_WHAT YOU HAVE TO DO_: What's needed is a full, exact retyping of the records.

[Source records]
_ _ _ _

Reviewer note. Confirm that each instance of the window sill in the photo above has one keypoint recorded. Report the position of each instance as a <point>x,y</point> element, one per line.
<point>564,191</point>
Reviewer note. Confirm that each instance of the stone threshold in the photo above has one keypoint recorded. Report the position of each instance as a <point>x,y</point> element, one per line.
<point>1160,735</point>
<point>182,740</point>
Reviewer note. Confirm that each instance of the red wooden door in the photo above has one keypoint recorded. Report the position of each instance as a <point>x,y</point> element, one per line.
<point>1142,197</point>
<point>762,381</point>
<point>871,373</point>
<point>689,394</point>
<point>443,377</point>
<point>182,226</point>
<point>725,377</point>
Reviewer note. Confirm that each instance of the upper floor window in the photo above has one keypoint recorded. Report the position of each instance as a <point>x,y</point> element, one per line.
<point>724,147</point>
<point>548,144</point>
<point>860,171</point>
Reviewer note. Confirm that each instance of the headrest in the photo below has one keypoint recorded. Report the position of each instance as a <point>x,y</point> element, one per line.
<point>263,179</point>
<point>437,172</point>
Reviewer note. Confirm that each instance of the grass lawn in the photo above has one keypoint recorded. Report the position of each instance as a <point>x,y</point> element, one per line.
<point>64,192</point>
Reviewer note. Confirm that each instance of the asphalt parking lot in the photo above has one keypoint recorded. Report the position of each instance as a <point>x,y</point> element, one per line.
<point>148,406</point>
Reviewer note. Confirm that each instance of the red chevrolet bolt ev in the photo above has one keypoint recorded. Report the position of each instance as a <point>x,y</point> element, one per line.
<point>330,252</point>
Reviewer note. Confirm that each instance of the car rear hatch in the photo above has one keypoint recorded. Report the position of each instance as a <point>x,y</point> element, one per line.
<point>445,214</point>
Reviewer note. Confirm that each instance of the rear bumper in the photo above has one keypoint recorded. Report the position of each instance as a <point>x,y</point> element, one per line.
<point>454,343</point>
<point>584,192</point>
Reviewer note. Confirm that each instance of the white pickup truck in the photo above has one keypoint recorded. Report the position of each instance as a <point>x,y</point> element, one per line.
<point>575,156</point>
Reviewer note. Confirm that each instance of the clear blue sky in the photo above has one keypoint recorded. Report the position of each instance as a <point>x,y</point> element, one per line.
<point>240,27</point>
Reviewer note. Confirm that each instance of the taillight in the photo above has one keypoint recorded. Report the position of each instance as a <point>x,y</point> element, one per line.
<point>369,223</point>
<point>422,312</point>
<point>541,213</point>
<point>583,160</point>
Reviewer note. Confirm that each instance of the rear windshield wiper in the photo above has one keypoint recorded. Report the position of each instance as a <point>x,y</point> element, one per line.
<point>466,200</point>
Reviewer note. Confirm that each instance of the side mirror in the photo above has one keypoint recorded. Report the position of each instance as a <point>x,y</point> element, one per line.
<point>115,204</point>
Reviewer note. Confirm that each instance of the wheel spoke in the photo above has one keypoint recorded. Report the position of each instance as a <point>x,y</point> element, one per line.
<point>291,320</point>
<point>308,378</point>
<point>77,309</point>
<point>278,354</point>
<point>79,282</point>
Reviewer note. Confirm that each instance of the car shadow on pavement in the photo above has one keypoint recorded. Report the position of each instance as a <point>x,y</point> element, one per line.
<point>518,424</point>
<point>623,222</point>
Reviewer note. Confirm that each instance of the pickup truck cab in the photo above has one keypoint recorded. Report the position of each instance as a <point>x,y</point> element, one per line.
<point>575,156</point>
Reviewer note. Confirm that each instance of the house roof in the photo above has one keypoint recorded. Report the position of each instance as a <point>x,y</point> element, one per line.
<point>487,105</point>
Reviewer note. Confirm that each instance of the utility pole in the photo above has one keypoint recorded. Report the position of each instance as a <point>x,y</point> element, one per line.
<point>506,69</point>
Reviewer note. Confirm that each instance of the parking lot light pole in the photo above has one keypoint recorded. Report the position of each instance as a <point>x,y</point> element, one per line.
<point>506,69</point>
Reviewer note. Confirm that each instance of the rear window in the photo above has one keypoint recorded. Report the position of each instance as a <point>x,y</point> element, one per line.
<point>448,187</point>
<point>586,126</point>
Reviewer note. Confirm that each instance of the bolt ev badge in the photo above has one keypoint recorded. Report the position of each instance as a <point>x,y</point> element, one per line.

_ _ _ _

_TASK RESULT_:
Reviewer note. Confirm that each instance of the window sill in the photo above has one keypoint recorded. Report the position of each instance as a <point>x,y</point> element, one per line.
<point>564,191</point>
Reviewer note. Confirm that each instance of the stone threshold in the photo above has one keypoint recorded. Report the position of each instance as a <point>x,y</point> element, one per line.
<point>1160,735</point>
<point>182,740</point>
Reviewer note. Confirm that each instance of the red wooden door in the photo above has one keypoint recorded. Report the position of each instance as a <point>x,y</point> element, one per line.
<point>1142,197</point>
<point>762,381</point>
<point>871,373</point>
<point>689,394</point>
<point>443,377</point>
<point>182,226</point>
<point>725,377</point>
Reviewer note. Confirm that each instance of the upper floor window in the photo above has one keypoint recorded. Report the position of each instance as a <point>x,y</point> element, one per line.
<point>724,147</point>
<point>548,144</point>
<point>860,171</point>
Reviewer note. Confirm that each instance of the headrest in the photo below has one keypoint recorded. Report the position of each instance as a <point>x,y</point> element, one per line.
<point>263,179</point>
<point>437,172</point>
Reviewer note. Confirm that each instance of the grass lawn in the photo above has one keypoint recorded. Report the position of each instance as a <point>x,y</point> element, one per line.
<point>64,192</point>
Reviewer note. Confirm that each instance of the asphalt parking lot in the photo above has one keypoint recorded. Report the position of each instance as a <point>x,y</point> element, one per line.
<point>148,406</point>
Reviewer note. Confirm that each instance of the red chevrolet bolt ev in the photo above has one keypoint recorded. Report the position of each instance as a <point>x,y</point> element, one per line.
<point>330,252</point>
Reviewer note. Confirm that each instance of the car rear hatch in the photo above has one keypoint recorded. Report the position of each instance as a <point>x,y</point> element, one per line.
<point>445,214</point>
Reviewer note. Confirm that each instance of the rear bumper in the photo above has one keypoint recorded. Report the position of each instance as a <point>x,y</point> element, one per line.
<point>454,343</point>
<point>584,192</point>
Reviewer note. Confirm that each instance of the white pickup truck in the photo above has one keypoint recorded. Report the position of each instance as a <point>x,y</point> element, one per line.
<point>575,156</point>
Reviewer note. Confirm that each instance of the clear blue sky in the photo above has one keypoint recorded. Report the position of each instance as a <point>x,y</point> element, one per line.
<point>240,27</point>
Reviewer note. Confirm that each instance of the taillight in the photo above has one keypoint recorded. Report the position of each instance as a <point>x,y</point> element, one per line.
<point>369,223</point>
<point>422,312</point>
<point>541,213</point>
<point>583,160</point>
Reviewer note. Confirm that each instance of the rear windshield wiper in the photo above has one keypoint recorded. Report the position of each instance as a <point>x,y</point> element, one per line.
<point>466,200</point>
Reviewer note. Confirm that each instance of the side mirror in the photo above has one keypoint recorded. Report the position of each instance as a <point>x,y</point> element, one per line.
<point>115,204</point>
Reviewer note. Confirm that each instance of the wheel spoke in the photo above has one keypoint recorded. Report the position of each instance as a <point>x,y</point> element, one per line.
<point>291,320</point>
<point>308,378</point>
<point>77,309</point>
<point>278,354</point>
<point>79,282</point>
Reviewer note. Confirm that each instance of the car shadow on pavement in the photo above has one keypoint recorded. Report the position of each instance as a <point>x,y</point> element, one per line.
<point>518,424</point>
<point>623,222</point>
Reviewer note. Confirm that each instance of the pickup truck cab in the photo above has one keypoint recorded. Report the position of each instance as a <point>x,y</point> element, one per line.
<point>575,156</point>
Reviewer note. Confirm that each instance of the house roof in the photo above has one keypoint recorded. Report the position of each instance as a <point>x,y</point> element, one per line.
<point>487,105</point>
Reviewer note. Confirm that each instance of the utility pole in the photo above has one keypoint recorded. Report the position of each instance as a <point>x,y</point> element, one per line.
<point>506,69</point>
Reviewer note. Confirm that each instance of the parking lot light pole in the photo above has one keypoint recorded. Report the position of each instance as a <point>x,y</point> element, one per line.
<point>506,69</point>
Reviewer note. Confirm that each instance of the rear window in the photo above has one keypoint recorded. Report the position of each instance as a <point>x,y</point> element, one per line.
<point>448,187</point>
<point>586,126</point>
Reviewer note. Confirm that each instance of the bolt ev badge in the photo above has one keypoint recorded. Report the position of each instance as a <point>x,y</point> element, one per line.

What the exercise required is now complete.